AIM: All the data must come back unchanged, except that pictures are left out.

Records from a dataset:
--- begin ---
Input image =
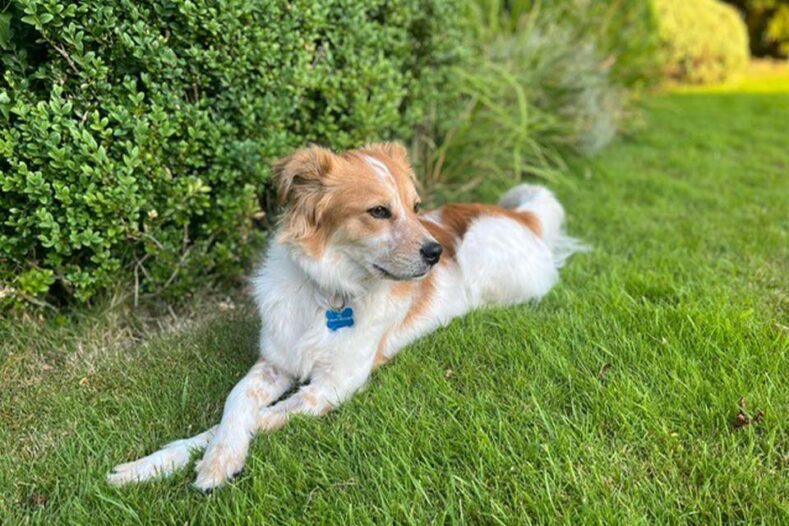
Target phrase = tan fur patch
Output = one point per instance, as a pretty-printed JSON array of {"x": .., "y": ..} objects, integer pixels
[
  {"x": 326, "y": 192},
  {"x": 457, "y": 218}
]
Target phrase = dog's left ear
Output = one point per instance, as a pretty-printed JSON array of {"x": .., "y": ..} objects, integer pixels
[{"x": 394, "y": 150}]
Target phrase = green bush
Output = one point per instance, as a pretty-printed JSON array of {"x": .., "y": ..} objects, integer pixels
[
  {"x": 768, "y": 25},
  {"x": 702, "y": 40},
  {"x": 136, "y": 137}
]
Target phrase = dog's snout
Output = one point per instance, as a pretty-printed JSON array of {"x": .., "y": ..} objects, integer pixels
[{"x": 431, "y": 252}]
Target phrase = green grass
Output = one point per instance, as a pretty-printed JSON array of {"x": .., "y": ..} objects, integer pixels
[{"x": 612, "y": 401}]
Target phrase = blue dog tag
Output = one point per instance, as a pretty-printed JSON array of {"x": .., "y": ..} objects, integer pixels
[{"x": 337, "y": 319}]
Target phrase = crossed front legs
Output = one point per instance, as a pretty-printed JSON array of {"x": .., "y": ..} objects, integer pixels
[{"x": 247, "y": 410}]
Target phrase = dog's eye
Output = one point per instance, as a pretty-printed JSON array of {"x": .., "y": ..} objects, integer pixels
[{"x": 380, "y": 212}]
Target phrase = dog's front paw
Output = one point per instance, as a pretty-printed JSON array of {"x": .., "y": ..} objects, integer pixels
[
  {"x": 160, "y": 464},
  {"x": 220, "y": 464}
]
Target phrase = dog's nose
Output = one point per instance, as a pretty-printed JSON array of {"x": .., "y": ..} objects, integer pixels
[{"x": 431, "y": 252}]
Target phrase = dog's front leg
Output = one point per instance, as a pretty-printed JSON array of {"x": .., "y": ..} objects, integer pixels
[
  {"x": 227, "y": 451},
  {"x": 316, "y": 398}
]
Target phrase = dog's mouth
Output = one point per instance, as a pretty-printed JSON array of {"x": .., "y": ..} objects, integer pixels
[{"x": 388, "y": 275}]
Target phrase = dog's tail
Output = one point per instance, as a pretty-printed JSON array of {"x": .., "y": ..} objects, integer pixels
[
  {"x": 166, "y": 461},
  {"x": 542, "y": 203}
]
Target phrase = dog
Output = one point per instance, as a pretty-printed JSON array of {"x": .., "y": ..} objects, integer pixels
[{"x": 355, "y": 273}]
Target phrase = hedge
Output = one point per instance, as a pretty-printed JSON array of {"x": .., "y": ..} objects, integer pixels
[
  {"x": 136, "y": 137},
  {"x": 702, "y": 40},
  {"x": 768, "y": 26}
]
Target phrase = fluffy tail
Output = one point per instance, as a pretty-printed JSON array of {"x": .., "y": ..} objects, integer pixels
[{"x": 541, "y": 202}]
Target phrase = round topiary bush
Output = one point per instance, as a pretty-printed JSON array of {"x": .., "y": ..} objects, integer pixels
[
  {"x": 135, "y": 136},
  {"x": 702, "y": 40}
]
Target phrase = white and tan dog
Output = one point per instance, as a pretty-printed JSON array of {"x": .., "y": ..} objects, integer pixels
[{"x": 354, "y": 275}]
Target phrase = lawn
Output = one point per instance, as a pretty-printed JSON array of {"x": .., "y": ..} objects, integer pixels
[{"x": 614, "y": 400}]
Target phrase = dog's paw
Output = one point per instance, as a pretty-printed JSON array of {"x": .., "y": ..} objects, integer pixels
[
  {"x": 160, "y": 464},
  {"x": 219, "y": 465}
]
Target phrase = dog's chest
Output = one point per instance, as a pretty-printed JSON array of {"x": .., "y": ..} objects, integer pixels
[{"x": 298, "y": 335}]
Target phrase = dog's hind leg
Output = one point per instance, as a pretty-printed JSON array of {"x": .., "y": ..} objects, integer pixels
[{"x": 261, "y": 386}]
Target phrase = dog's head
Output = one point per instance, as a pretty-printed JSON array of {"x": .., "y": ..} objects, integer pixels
[{"x": 360, "y": 206}]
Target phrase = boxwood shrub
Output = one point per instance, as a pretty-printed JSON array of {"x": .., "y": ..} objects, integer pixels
[
  {"x": 702, "y": 40},
  {"x": 135, "y": 137}
]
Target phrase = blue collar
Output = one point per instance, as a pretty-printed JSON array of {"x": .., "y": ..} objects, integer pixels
[{"x": 337, "y": 319}]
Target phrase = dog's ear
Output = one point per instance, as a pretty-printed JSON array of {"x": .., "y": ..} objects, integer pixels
[
  {"x": 299, "y": 178},
  {"x": 394, "y": 150},
  {"x": 301, "y": 172}
]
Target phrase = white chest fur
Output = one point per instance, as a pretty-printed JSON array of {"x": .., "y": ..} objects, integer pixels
[{"x": 294, "y": 333}]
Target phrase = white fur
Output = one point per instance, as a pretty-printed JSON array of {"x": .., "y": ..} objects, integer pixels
[{"x": 499, "y": 261}]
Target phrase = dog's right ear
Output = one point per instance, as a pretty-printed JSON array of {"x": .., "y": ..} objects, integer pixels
--- end ---
EXPECTED OUTPUT:
Input image =
Target phrase = tan fur patch
Output = one point per instance, as a pretty-printed JSON array of {"x": .., "y": ..} objects, integer pixels
[
  {"x": 326, "y": 192},
  {"x": 457, "y": 218}
]
Target phrase = dog's left ear
Output = one point per instance, as a pretty-printed JSON array of {"x": .., "y": ..} objects, integer pixels
[{"x": 394, "y": 150}]
Target phrase = green bush
Output = one point per instance, as a pretty-printed JSON array of {"x": .., "y": ..} objects, integer pixels
[
  {"x": 768, "y": 25},
  {"x": 702, "y": 40},
  {"x": 136, "y": 137}
]
Target phrase = dog's snout
Output = one point per instance, as a pretty-printed JSON array of {"x": .., "y": ..} objects, integer pixels
[{"x": 431, "y": 252}]
Target phrase = green grass
Output = one point per instance, as a pretty-printed JSON array of {"x": .., "y": ..} objects, integer pixels
[{"x": 612, "y": 401}]
Target phrase = blue dog tag
Output = one point per instance, as a pretty-printed JSON array of {"x": .., "y": ..} objects, integer pixels
[{"x": 337, "y": 319}]
Target phrase = crossed front legs
Output = one point per instance, as a pretty-printed JSON array of {"x": .., "y": ..} objects, integer pixels
[{"x": 247, "y": 410}]
Target phrase = dog's eye
Output = one point per instance, as a pretty-printed JSON array of {"x": .., "y": ..} objects, integer pixels
[{"x": 380, "y": 212}]
Target phrase = dog's front paw
Output = one point per instance, as a pretty-printed JSON array of {"x": .., "y": ..} objects, integer pixels
[
  {"x": 160, "y": 464},
  {"x": 220, "y": 464}
]
Target phrase = dog's nose
Output = one point per instance, as a pretty-printed JSON array of {"x": .., "y": ..} objects, integer pixels
[{"x": 431, "y": 252}]
Target phrase = dog's front leg
Output = one point per instance, as a pretty-printed JSON array of {"x": .., "y": ..} objects, integer pixels
[
  {"x": 227, "y": 451},
  {"x": 316, "y": 398}
]
Target phrase = dog's mouth
Output = one point per instance, as a pretty-printed JSON array of {"x": .., "y": ..} objects, integer pixels
[{"x": 388, "y": 275}]
Target phrase = dog's tail
Output = one point per instance, as a pretty-printed JSON array of {"x": .., "y": ..} objects, integer pixels
[
  {"x": 166, "y": 461},
  {"x": 542, "y": 203}
]
Target phrase = dog
Output = one point per instance, as a pretty-printed JSON array of {"x": .., "y": ..} objects, integer pixels
[{"x": 355, "y": 273}]
Target phrase = hedge
Output = one point per instance, as a pretty-printed JSON array of {"x": .., "y": ..} objects, integer pixels
[
  {"x": 136, "y": 137},
  {"x": 702, "y": 40},
  {"x": 768, "y": 26}
]
Target phrase = fluffy tail
Output = one point per instance, as a pretty-printed JSON array of {"x": .., "y": ..} objects, integer pixels
[{"x": 541, "y": 202}]
Target phrase = round topiary bush
Output = one point per instance, as a pretty-printed JSON array of {"x": .., "y": ..} objects, integer pixels
[
  {"x": 135, "y": 136},
  {"x": 702, "y": 40}
]
Target phrase = white and tan dog
Output = one point per instance, as a pretty-printed JSON array of {"x": .., "y": ..} objects, integer pixels
[{"x": 354, "y": 275}]
Target phrase = lawn
Output = one point per instance, as a pretty-printed JSON array of {"x": .., "y": ..} objects, integer pixels
[{"x": 614, "y": 400}]
Target phrase = dog's paw
Output = one point per instance, as a pretty-printed JSON array of {"x": .., "y": ..} objects, integer pixels
[
  {"x": 160, "y": 464},
  {"x": 219, "y": 465}
]
Target phrase = dog's chest
Output = one point per instance, as a pretty-printed JSON array of {"x": .., "y": ..} objects, integer pixels
[{"x": 298, "y": 335}]
Target phrase = dog's hind leg
Output = one point per instance, as a pretty-printed JSON array of {"x": .., "y": ..} objects, integer pixels
[{"x": 261, "y": 386}]
Target phrase = dog's head
Output = one point per instance, as a pretty-printed JSON array of {"x": .., "y": ..} objects, integer pixels
[{"x": 360, "y": 206}]
Target phrase = boxwood shrub
Output = one point per instance, as a pretty-printed JSON array of {"x": .., "y": ..} objects, integer pixels
[
  {"x": 702, "y": 40},
  {"x": 135, "y": 137}
]
Target phrase = blue collar
Output = one point per instance, as a pretty-printed JSON array of {"x": .., "y": ..} objects, integer pixels
[{"x": 337, "y": 319}]
Target phrase = dog's ear
Output = one point per instance, as a pretty-printed JSON array of {"x": .., "y": ..} objects, integer pixels
[
  {"x": 299, "y": 178},
  {"x": 394, "y": 150},
  {"x": 301, "y": 172}
]
Target phrase = white chest fur
Output = one point per instance, as a pretty-printed JSON array of {"x": .., "y": ..} objects, integer pixels
[{"x": 294, "y": 333}]
Target phrase = white fur
Output = one point per instance, as a pretty-printed JSON array of {"x": .., "y": ..} objects, integer pixels
[{"x": 499, "y": 261}]
Target phrase = dog's right ear
Output = one point per instance, as a pretty-printed JSON array of {"x": .., "y": ..} objects, integer pixels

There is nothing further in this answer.